### Referring expression pointing data
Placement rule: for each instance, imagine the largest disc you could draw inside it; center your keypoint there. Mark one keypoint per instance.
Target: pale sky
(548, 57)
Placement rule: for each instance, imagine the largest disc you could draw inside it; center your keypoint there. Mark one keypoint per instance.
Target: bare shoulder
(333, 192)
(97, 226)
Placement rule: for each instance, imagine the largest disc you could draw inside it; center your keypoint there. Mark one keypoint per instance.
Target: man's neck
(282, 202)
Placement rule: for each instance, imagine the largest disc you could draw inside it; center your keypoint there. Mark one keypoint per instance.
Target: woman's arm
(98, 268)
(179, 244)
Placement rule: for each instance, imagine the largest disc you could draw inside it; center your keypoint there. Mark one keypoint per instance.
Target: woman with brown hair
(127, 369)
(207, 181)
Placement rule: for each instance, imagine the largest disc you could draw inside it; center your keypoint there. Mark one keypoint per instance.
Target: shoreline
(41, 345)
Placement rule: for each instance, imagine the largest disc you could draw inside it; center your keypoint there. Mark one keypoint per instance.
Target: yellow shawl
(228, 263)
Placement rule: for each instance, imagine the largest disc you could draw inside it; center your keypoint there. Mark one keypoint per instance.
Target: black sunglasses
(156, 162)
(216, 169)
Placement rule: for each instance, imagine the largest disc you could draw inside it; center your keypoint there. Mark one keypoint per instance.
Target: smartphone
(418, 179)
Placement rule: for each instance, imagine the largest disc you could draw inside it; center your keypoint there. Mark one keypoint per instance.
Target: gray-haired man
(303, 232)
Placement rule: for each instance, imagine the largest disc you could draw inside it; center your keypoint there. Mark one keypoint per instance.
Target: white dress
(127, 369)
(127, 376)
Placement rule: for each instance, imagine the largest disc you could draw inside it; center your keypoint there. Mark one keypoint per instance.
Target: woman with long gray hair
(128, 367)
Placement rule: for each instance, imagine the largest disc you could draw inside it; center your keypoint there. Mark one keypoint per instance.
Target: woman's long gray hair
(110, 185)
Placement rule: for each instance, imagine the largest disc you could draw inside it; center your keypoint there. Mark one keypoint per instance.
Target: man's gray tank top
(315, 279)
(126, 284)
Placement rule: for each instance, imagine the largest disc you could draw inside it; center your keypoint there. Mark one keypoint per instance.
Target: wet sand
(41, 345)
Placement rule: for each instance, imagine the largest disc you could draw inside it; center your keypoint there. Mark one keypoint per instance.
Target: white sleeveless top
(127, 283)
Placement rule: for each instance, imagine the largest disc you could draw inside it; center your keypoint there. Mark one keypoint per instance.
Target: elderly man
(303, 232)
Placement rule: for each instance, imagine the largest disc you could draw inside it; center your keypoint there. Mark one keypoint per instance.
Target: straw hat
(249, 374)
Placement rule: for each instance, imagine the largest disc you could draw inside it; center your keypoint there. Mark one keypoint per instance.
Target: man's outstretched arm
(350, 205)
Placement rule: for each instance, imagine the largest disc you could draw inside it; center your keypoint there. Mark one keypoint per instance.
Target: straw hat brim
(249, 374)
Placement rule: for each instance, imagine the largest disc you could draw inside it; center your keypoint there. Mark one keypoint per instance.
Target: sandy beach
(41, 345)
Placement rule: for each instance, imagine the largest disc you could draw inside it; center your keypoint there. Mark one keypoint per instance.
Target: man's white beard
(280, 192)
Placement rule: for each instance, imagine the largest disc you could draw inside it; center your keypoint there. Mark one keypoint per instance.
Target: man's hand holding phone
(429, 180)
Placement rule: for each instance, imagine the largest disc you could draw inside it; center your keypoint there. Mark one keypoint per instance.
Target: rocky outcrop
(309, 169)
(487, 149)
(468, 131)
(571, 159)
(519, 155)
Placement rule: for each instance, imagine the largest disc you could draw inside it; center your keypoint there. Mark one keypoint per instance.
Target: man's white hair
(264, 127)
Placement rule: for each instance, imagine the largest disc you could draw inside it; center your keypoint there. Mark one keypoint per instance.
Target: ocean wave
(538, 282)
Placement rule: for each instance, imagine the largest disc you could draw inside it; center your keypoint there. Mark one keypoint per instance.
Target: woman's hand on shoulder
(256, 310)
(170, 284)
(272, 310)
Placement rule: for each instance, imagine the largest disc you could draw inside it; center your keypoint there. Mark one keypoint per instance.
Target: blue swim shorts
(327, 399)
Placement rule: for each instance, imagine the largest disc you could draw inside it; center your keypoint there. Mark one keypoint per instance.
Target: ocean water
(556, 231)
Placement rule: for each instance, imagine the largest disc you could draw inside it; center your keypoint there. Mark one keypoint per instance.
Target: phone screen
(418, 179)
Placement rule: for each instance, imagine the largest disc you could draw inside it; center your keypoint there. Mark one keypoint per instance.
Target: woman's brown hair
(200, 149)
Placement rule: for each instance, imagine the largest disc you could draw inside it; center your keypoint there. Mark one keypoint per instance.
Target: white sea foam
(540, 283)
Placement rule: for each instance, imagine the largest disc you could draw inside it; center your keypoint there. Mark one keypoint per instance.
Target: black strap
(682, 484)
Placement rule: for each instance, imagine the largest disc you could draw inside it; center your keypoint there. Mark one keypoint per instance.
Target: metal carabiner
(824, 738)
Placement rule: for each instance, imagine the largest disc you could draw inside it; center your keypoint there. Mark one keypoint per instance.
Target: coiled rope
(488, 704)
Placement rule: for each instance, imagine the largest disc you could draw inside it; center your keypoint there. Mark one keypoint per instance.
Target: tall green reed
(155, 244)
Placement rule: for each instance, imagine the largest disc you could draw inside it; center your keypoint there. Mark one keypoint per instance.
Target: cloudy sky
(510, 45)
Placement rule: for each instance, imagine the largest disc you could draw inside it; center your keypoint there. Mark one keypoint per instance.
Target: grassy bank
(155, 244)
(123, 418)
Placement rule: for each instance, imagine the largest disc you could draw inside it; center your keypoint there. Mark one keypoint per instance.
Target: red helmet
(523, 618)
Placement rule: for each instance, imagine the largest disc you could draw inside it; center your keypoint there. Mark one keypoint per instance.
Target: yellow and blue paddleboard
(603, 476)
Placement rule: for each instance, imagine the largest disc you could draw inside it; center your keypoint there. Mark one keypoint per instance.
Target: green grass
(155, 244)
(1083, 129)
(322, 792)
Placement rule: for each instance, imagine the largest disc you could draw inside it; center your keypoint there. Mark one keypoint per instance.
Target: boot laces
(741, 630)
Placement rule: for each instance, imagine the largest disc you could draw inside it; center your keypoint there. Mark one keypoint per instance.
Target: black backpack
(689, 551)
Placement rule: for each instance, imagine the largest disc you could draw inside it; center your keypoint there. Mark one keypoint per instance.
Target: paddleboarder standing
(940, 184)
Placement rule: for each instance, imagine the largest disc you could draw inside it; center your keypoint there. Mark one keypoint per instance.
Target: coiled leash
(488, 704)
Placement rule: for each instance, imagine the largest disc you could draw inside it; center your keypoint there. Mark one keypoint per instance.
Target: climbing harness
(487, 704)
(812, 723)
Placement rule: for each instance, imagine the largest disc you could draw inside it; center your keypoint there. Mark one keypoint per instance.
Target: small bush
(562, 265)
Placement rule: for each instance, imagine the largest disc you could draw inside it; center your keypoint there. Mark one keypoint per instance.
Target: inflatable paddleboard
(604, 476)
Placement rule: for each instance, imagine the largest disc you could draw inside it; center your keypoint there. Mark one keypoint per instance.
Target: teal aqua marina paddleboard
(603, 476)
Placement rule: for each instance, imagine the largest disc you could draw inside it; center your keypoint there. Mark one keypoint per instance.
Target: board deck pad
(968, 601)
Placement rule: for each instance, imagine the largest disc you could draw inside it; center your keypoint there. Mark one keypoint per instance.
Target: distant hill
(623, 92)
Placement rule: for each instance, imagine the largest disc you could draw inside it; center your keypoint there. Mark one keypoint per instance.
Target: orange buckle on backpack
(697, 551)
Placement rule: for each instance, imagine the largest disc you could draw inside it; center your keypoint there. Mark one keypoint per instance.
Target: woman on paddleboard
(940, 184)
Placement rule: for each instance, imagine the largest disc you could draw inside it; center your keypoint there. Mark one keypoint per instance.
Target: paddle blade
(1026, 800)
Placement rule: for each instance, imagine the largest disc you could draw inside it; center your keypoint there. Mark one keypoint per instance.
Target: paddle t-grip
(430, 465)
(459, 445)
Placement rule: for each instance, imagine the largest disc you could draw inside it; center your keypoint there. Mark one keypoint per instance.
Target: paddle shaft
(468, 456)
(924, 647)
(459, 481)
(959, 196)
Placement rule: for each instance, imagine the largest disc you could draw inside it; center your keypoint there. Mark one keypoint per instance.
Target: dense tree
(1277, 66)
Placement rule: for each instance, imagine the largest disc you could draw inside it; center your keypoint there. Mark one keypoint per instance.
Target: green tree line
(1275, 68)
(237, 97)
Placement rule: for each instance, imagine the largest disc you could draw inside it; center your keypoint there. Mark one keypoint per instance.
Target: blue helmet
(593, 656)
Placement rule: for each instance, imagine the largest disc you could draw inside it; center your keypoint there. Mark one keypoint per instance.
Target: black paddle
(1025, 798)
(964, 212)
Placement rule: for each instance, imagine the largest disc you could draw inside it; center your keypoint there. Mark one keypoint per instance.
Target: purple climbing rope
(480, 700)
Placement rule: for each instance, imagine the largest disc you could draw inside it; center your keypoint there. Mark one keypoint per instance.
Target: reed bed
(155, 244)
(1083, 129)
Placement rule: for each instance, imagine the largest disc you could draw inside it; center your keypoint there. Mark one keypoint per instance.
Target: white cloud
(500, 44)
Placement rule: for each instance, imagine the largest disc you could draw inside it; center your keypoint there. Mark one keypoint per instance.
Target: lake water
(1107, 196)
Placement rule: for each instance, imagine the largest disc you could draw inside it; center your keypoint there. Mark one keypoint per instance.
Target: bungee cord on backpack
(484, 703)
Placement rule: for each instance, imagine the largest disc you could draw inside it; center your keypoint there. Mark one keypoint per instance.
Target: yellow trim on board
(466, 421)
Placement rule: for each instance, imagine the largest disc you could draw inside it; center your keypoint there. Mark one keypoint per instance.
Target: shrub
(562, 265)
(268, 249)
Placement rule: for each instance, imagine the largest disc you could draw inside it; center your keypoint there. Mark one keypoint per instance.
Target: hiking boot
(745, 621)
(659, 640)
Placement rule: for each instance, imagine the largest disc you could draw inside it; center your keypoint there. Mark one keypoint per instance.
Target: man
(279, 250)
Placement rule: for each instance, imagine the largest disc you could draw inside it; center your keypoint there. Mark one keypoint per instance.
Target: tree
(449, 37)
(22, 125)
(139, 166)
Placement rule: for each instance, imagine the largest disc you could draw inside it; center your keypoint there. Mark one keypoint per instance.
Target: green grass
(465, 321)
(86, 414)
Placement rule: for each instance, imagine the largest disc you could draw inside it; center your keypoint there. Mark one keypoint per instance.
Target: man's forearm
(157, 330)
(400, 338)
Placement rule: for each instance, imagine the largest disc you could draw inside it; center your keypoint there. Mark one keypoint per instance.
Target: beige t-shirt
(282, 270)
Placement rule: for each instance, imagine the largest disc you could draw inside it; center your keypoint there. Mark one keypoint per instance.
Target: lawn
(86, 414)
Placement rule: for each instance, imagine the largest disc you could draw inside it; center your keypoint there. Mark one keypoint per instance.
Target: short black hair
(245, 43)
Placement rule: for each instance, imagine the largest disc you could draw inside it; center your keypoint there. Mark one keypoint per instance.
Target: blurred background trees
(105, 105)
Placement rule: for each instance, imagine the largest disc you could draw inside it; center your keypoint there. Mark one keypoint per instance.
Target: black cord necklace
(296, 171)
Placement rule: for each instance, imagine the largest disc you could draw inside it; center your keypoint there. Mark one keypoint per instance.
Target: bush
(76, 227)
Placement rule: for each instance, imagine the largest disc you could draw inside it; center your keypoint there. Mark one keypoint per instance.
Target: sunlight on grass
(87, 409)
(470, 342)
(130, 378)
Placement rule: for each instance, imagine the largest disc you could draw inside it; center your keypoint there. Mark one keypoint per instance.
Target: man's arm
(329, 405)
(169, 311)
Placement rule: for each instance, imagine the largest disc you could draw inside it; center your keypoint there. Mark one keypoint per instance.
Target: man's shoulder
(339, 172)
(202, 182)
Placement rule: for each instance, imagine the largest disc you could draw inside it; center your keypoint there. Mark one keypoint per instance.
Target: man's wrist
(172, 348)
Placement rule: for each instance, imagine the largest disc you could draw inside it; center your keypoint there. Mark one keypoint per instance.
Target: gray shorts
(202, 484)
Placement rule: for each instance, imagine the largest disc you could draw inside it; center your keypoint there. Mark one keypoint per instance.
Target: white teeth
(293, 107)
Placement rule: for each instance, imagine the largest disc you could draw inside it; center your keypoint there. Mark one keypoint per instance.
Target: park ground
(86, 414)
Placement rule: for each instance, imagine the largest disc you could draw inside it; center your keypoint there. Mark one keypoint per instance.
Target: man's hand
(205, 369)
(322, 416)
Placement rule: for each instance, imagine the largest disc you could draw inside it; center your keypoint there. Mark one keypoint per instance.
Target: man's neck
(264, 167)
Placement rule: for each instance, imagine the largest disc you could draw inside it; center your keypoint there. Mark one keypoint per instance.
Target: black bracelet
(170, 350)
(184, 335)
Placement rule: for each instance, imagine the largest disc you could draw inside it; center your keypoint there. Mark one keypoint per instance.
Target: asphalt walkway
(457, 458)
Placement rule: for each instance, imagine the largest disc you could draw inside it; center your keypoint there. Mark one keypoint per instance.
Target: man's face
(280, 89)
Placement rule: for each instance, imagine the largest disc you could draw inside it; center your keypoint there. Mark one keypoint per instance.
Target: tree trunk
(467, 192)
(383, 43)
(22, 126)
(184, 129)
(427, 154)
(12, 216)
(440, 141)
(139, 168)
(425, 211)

### WHAT YOU ARE ASKED TO DO
Lines from the one containing "Target: man's face" through the last line of the data above are the only output wanted; restate them exactly.

### EXERCISE ANSWER
Target: man's face
(280, 89)
Placement rule: for each instance, imagine the largest disc you could draw inside it; center your keypoint there. Mark one keypoint per instance.
Target: tree trunk
(467, 192)
(383, 43)
(22, 126)
(184, 129)
(427, 154)
(12, 216)
(440, 141)
(139, 168)
(425, 211)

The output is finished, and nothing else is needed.